Your objective: Retype the records from the line containing "[locate] the stadium stairway" through the end of the records, keeping every line identical to the original.

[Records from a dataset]
** Start **
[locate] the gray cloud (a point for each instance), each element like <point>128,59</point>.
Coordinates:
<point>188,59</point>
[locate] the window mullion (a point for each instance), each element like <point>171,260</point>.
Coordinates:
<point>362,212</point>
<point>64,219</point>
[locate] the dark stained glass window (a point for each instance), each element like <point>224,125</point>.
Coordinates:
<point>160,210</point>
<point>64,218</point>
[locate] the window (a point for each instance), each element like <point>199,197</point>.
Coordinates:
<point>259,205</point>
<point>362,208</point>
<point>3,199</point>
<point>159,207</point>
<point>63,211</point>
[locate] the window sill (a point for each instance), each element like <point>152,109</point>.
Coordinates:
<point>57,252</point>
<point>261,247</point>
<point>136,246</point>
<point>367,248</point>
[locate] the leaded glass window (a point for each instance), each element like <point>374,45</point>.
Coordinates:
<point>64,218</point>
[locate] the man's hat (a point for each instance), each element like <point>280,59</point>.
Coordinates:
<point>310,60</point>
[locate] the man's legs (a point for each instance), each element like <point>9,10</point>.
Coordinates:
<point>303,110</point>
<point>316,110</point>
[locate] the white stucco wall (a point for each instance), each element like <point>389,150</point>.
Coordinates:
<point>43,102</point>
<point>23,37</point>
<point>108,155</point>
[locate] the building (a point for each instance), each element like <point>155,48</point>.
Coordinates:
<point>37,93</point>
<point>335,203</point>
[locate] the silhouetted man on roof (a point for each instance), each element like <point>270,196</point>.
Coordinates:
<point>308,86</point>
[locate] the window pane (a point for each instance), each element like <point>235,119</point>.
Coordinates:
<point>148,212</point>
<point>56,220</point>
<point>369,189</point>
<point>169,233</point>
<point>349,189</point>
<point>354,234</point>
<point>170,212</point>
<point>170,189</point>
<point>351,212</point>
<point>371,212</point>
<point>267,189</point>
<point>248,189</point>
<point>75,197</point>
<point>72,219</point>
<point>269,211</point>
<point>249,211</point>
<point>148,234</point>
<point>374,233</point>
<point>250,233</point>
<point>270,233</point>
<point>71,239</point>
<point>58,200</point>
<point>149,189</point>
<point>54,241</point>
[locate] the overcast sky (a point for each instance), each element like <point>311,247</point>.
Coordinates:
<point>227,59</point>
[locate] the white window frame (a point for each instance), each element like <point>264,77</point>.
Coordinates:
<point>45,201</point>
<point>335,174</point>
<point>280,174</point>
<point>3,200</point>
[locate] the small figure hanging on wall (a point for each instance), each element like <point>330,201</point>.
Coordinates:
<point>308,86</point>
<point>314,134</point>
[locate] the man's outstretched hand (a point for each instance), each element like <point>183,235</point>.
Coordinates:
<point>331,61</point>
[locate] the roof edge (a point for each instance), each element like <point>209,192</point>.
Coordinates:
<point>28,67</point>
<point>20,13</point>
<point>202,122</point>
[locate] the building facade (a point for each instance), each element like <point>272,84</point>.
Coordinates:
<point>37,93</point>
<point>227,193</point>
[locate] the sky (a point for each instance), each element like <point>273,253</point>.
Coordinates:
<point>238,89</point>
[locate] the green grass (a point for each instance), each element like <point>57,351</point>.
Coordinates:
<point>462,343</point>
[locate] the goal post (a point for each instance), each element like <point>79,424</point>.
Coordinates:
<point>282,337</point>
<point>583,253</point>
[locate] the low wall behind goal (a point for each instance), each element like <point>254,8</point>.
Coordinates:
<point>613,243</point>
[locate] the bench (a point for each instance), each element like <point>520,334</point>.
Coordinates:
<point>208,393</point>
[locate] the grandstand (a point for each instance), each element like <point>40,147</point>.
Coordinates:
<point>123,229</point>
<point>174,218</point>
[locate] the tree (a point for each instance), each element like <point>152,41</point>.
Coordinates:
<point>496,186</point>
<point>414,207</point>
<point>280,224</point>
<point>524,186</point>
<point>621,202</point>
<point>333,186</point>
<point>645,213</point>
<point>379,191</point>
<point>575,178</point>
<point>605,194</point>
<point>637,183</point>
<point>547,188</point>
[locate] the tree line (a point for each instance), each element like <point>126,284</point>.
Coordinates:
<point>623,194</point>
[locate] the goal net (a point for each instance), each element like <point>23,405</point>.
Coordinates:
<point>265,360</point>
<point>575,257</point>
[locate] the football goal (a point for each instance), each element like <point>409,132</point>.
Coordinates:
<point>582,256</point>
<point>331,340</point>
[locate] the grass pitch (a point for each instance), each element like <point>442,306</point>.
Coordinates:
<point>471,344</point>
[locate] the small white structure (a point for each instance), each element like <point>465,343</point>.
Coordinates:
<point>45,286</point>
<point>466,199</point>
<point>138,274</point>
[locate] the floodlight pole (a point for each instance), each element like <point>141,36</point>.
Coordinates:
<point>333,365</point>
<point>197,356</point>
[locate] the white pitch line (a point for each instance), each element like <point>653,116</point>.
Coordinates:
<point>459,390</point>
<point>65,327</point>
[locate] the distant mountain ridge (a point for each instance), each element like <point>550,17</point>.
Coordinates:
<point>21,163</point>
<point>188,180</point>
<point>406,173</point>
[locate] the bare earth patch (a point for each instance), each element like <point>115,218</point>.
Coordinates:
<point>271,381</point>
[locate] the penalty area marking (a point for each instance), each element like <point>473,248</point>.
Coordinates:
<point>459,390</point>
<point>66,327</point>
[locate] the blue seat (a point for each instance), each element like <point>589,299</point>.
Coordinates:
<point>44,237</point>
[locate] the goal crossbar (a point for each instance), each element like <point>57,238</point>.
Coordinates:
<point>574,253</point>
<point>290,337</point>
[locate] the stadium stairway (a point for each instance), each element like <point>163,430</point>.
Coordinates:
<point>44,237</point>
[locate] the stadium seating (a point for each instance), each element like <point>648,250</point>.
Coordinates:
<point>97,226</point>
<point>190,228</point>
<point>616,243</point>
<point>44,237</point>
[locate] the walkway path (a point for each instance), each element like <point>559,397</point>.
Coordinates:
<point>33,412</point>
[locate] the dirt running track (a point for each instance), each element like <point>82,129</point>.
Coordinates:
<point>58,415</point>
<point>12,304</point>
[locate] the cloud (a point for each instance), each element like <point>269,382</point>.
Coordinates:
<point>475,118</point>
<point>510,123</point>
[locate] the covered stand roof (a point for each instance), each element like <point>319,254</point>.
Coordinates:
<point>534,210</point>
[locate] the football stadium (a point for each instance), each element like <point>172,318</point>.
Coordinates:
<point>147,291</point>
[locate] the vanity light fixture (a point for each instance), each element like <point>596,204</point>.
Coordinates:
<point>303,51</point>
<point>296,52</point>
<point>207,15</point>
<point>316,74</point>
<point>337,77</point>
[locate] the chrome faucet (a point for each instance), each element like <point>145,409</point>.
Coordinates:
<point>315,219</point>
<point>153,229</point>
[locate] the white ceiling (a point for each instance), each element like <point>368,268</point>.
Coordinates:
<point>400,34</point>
** End **
Answer to the problem:
[locate] the stadium stairway (a point for each instance), each element like <point>163,430</point>.
Coordinates:
<point>44,237</point>
[locate] the stadium seating (a point for each instance), each element like <point>648,250</point>.
Coordinates:
<point>97,226</point>
<point>190,228</point>
<point>616,243</point>
<point>44,237</point>
[locate] the walkway path (a point for each instance), each element like <point>559,397</point>.
Coordinates:
<point>33,412</point>
[locate] the dirt running track (a point for each instance), each element like <point>82,129</point>.
Coordinates:
<point>58,415</point>
<point>12,304</point>
[locate] the cloud (a point for each instance), each element like <point>269,382</point>.
Coordinates:
<point>475,118</point>
<point>510,123</point>
[locate] the covered stand roof (a point for each instance), each element like <point>319,254</point>.
Coordinates:
<point>534,210</point>
[locate] the football stadium (a point for each instance), each element like <point>172,318</point>.
Coordinates:
<point>147,291</point>
[locate] the vanity light fixture (a point for each instance), each element like <point>596,204</point>.
Coordinates:
<point>303,51</point>
<point>296,52</point>
<point>207,15</point>
<point>316,74</point>
<point>337,77</point>
[locate] the chrome faucet (a point for each instance), each element like <point>145,409</point>.
Coordinates:
<point>315,219</point>
<point>153,229</point>
[locate] the white ceiling (a point for each instance), each element like <point>368,268</point>.
Coordinates:
<point>400,34</point>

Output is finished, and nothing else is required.